Owners of nuclear power plants have sued the federal government for leaving nuclear waste "stranded" at their facilities.

At the end of 2016, the Department of Energy said the federal government had already paid out $6.1 billion to the owners of spent nuclear fuel and owes another $25 billion. The amount of waste is growing by 2,200 metric tons a year and is expected to hit 140,000 metric tons over the next 50 years, the Government Accountability Office says.
"No country, including the United States, has a permanent geologic repository for disposal of commercial SNF (spent nuclear fuel) and other HLW (high-level waste). Currently, commercial nuclear power plants generally store SNF on site, awaiting disposal in a permanent repository," Larsen writes.

There's NO place to safely bury and then guard it for the one million years necessary while ALL the radioactive decays take place.
That's right...1,000,000 years.

Yet existing and planned nuclear waste sites operate on much shorter time frames: often 10,000 or 100,000 years. These are still such unimaginably vast lengths of time that regulatory authorities decide on them, in part, based on how long ice ages are expected to last

To some extent all of these figures are little better than educated guesses.

Even stopping nuclear power operations is a necessarily drawn-out process.

Decommissioning a single nuclear reactor typically takes about 20 years. Most countries grappling with nuclear waste are planning for at least 40 to 60 years just to implement their repository programs.

The initial cost of decommissioning Japan’s Fukushima Dai-ichi nuclear plant was estimated to be USD $19 billion (2 trillion yen). But now it appears that actual expenses are escalating much beyond what was previously projected.

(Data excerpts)
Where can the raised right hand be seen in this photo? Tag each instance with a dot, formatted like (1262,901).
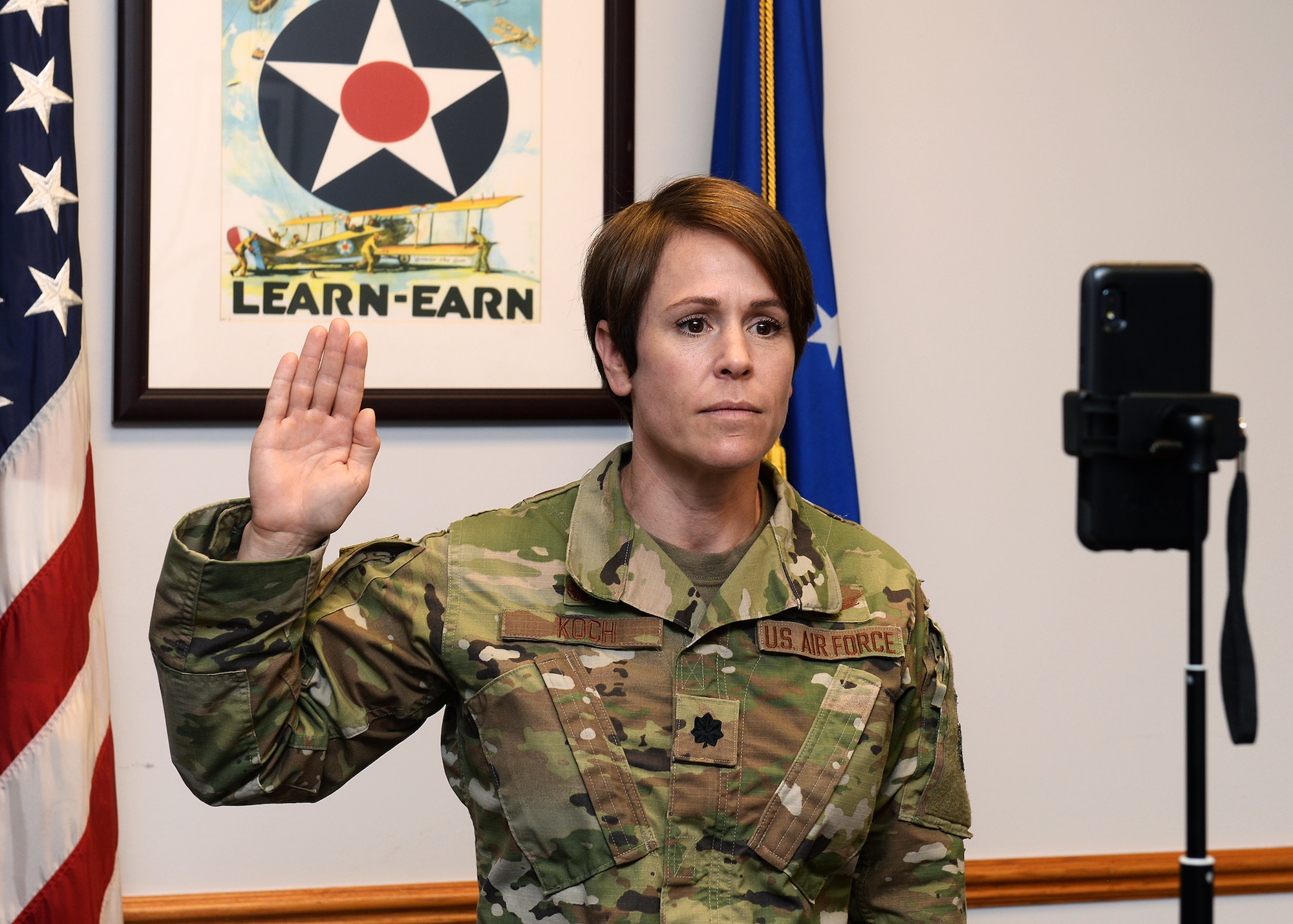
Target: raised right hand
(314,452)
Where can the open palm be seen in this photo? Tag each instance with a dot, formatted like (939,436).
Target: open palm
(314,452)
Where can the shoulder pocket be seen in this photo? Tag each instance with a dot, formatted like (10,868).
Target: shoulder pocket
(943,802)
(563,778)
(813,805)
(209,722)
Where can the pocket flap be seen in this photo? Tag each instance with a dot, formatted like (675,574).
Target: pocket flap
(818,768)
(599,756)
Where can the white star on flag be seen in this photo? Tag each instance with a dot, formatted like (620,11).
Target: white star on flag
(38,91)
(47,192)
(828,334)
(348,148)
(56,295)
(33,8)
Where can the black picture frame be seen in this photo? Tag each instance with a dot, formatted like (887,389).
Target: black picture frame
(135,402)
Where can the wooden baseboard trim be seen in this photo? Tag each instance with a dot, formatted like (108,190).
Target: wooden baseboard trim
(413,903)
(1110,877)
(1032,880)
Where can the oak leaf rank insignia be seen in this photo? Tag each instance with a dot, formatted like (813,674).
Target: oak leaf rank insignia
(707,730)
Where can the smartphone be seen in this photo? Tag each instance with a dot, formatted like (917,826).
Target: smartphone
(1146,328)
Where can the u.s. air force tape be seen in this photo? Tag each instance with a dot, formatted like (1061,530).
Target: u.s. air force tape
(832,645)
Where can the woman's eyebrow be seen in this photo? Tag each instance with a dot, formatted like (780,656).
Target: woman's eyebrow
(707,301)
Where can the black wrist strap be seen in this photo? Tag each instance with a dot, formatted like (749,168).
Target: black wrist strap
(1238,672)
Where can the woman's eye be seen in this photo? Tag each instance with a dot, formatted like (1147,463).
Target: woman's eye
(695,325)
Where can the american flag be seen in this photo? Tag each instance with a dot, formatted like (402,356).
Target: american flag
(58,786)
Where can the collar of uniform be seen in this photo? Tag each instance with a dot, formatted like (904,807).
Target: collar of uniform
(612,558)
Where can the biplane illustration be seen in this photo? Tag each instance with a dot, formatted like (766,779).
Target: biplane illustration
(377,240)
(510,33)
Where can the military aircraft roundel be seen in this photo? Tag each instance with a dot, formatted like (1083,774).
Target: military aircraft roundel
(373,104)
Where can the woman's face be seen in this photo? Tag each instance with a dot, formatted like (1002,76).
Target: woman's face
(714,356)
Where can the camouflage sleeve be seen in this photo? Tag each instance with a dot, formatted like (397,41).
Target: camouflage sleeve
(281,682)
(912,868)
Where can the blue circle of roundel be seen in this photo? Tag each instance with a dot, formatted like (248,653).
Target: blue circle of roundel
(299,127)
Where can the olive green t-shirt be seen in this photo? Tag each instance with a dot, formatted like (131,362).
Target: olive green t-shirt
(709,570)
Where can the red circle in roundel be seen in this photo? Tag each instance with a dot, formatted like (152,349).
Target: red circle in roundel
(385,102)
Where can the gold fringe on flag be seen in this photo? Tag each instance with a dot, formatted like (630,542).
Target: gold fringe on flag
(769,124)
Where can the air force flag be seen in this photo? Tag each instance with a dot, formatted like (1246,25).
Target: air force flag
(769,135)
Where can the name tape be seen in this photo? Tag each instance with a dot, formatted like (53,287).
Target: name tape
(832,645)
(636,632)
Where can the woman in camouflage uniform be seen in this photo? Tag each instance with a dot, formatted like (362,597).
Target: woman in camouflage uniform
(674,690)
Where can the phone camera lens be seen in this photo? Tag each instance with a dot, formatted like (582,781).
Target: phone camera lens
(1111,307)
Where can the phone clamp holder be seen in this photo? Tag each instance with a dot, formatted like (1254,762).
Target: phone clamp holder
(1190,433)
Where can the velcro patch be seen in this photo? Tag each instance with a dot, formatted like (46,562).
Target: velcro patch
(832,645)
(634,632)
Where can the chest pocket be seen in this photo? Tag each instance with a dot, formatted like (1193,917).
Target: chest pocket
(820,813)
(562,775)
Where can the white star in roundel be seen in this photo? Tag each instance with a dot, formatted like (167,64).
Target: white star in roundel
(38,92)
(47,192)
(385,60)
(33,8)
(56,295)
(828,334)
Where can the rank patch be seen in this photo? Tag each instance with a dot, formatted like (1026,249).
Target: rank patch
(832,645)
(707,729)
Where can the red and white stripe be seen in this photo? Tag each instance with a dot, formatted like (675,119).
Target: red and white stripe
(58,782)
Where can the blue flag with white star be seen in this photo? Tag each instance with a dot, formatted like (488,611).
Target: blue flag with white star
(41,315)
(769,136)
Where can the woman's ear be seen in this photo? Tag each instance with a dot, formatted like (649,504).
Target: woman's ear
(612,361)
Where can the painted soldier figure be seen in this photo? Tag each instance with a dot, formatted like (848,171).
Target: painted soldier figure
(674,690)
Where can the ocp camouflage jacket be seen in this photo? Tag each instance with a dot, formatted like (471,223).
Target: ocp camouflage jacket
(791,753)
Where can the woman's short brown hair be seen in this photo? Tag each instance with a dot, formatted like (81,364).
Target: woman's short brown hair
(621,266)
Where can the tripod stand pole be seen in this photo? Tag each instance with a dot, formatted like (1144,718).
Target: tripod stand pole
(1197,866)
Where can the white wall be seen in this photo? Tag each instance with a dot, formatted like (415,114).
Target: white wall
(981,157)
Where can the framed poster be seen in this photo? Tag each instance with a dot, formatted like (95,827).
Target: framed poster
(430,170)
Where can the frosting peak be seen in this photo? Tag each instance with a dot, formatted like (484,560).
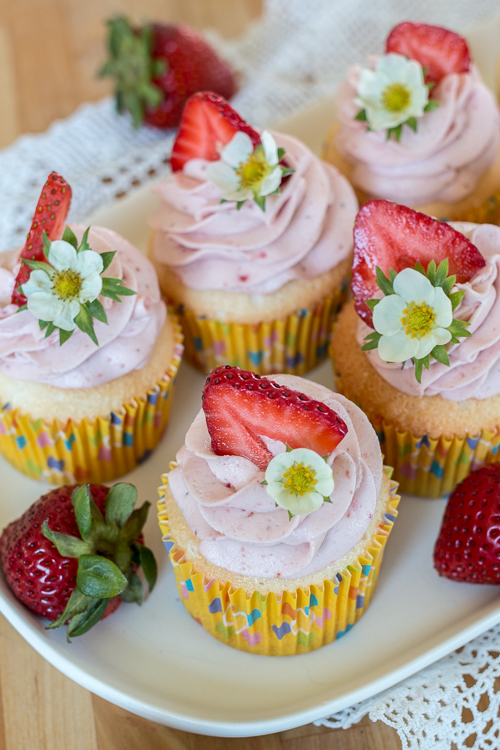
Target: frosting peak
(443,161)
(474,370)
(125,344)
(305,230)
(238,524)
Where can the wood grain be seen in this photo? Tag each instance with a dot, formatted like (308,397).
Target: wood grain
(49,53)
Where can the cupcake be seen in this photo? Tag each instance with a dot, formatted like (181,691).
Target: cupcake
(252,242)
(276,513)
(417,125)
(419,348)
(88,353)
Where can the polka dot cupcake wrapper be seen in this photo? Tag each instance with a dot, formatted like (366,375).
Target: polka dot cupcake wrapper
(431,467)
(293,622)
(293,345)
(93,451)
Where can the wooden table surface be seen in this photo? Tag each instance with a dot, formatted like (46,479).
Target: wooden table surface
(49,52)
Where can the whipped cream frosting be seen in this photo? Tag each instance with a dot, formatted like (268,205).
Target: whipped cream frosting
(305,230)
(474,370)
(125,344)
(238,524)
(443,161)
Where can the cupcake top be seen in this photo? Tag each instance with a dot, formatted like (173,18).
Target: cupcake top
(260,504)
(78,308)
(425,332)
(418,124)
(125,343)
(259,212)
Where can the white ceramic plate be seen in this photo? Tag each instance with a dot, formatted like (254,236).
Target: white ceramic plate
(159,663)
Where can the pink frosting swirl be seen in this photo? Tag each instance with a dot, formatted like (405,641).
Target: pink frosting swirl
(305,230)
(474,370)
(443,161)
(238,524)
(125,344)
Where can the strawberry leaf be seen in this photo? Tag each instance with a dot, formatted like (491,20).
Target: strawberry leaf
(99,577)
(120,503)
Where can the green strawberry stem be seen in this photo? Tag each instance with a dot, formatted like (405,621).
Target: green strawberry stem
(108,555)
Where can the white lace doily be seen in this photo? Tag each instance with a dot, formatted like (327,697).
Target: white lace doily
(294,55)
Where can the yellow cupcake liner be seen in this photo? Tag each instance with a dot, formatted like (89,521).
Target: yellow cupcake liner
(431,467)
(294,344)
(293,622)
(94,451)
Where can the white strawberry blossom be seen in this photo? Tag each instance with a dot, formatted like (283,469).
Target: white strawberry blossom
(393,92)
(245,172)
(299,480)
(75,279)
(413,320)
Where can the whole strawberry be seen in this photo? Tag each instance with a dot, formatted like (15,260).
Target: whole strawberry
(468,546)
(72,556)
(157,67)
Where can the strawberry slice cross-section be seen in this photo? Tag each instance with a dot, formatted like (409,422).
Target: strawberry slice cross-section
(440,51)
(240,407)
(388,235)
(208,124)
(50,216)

▶ **Your objective**
Decide whether each statement below agrees with the nuclear waste text, answering yes or no and quoting the text's deciding words. (a) The federal government still owes another $25 billion to owners of spent nuclear fuel. (b) Decommissioning a single nuclear reactor typically takes about 40 years. (c) Commercial nuclear power plants generally store spent fuel on site.

▶ **Answer space**
(a) Yes: "the federal government had already paid out $6.1 billion to the owners of spent nuclear fuel and owes another $25 billion"
(b) No: "Decommissioning a single nuclear reactor typically takes about 20 years."
(c) Yes: "Currently, commercial nuclear power plants generally store SNF on site, awaiting disposal in a permanent repository"